TASK GOAL:
Every single entry should be printed exactly.

*** Block opens ***

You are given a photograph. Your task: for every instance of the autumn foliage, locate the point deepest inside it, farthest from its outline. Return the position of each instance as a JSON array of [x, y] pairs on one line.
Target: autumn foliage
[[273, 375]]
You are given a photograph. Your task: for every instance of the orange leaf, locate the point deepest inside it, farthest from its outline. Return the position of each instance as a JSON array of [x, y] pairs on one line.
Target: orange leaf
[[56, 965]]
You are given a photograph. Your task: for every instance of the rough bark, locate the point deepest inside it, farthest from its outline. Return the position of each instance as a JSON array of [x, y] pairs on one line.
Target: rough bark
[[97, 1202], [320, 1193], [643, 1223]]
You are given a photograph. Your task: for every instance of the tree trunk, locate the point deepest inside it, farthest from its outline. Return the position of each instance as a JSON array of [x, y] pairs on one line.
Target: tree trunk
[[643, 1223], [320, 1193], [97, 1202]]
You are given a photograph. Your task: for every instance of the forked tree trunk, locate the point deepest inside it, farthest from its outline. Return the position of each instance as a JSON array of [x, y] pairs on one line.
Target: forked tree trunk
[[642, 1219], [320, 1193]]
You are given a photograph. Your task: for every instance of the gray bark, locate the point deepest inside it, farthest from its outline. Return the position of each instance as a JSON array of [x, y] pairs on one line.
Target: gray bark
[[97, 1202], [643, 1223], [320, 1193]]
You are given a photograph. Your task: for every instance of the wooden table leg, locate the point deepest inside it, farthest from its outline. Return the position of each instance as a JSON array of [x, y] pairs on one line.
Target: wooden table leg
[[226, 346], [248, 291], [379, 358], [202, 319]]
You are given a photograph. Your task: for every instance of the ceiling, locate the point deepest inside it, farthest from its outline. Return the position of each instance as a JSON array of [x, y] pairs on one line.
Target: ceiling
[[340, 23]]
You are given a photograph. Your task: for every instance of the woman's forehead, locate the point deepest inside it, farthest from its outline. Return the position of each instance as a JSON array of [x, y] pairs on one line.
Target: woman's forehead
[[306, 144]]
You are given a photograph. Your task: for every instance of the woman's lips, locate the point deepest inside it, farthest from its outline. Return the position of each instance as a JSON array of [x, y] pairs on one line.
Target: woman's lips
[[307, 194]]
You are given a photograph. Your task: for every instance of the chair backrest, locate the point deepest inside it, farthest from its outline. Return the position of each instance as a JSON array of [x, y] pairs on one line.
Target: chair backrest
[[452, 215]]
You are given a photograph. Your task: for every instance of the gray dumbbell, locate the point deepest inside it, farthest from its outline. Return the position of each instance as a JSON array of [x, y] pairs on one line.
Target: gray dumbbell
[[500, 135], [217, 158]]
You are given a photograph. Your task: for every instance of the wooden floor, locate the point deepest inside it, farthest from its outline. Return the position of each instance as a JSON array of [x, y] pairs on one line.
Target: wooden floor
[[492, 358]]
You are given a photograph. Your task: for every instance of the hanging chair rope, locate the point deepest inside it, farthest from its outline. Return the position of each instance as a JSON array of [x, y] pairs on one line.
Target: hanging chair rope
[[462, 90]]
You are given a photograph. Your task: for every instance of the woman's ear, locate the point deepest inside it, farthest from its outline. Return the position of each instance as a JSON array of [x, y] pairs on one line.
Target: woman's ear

*** Block closes ***

EXERCISE OUTPUT:
You are given a photograph. Your task: for every instance of the autumn foliage, locate the point deepest inside it, farthest from its outline. Return the position of each instance as a JSON array of [x, y] pairs on one line.
Target: autumn foliage
[[273, 375]]
You are given a photograph. Your task: for every instance of the orange leaf, locate the point deepest inside it, farthest from its outline. Return the position of each instance as a JSON array of [x, y] pairs on one line.
Target: orange leaf
[[56, 965]]
You are given a photograph. Your task: for every instance of the rough bark, locate the point deepest inside it, farthest from its outline. Return the position of each instance as a JSON array of [x, y] pairs on one line.
Target: rough bark
[[97, 1202], [320, 1193], [643, 1223]]
You are given a photograph. Your task: for every instance of the tree trunk, locate the point deepest inside it, farthest from its outline. Return the position of each instance as a JSON array of [x, y] pairs on one line.
Target: tree trunk
[[643, 1223], [320, 1193], [97, 1202]]
You are given a photograph. Your task: for every instance of the forked tree trunk, locate the point deepest inside it, farthest from its outline. Return the position of each instance as a JSON array of [x, y] pairs on one line.
Target: forked tree trunk
[[642, 1219], [320, 1193]]
You are given a photograph. Your task: for every instance of the gray bark, locate the point deepest inside it, farthest from its outline. Return the position of each instance as a JSON array of [x, y] pairs on one line.
Target: gray bark
[[97, 1202], [643, 1223], [320, 1193]]
You are given a photograph. Your task: for every instance of the wooden table leg, locate the point deepest inside it, farthest from its outline. Return the position of each instance as a JSON array of [x, y] pairs on one line.
Target: wooden table leg
[[226, 346], [248, 291], [379, 358], [202, 319]]
You are given a photograph. Your task: for every instance of the ceiling, locate the point deepest inside it, farthest from its outline. Return the position of each instance as a JSON array of [x, y] pairs on one line.
Target: ceiling
[[340, 23]]
You are given a photograph. Your task: for every instance of the woman's forehead, locate the point deepest inside it, farthest from its outline. Return the position of each instance as a JSON array of [x, y] pairs on one line.
Target: woman's forehead
[[306, 144]]
You are given a photograph. Your task: for every instance of the woman's lips, locate the point deepest inside it, farthest from its outline. Return the position of each instance as a JSON array of [x, y] pairs on one line.
Target: woman's lips
[[307, 194]]
You are given a photograph. Your task: for every instance of the chair backrest, locate the point deepest inside it, farthest from its outline. Return the position of each instance as a JSON array of [x, y] pairs on one line.
Target: chair backrest
[[452, 215]]
You are given a photograph. Your task: for every instance of the gray dumbbell, locate the point deepest inside it, farthest from its outline. Return the position of each instance as a JSON array of [x, y] pairs on one line.
Target: gray dumbbell
[[500, 135], [217, 158]]
You are given a photograph. Your task: for every instance of the wooden floor, locate the point deepest inside it, farthest from its outline. Return the position of each instance as a JSON array of [x, y] pairs on one line.
Target: wooden floor
[[492, 358]]
You are given a photograph. Your task: for every instance of the hanging chair rope, locate the point deepest inside it, farthest from its outline. Return the position of each instance as a JSON array of [x, y] pairs on one line.
Target: hanging chair rope
[[462, 90]]
You are given a photograph. Your task: for every instance of the woman's ear, locate the point deepest inside it, farthest from its outline. Return the position of each instance as a JSON array of [x, y] pairs on one line.
Target: woman's ear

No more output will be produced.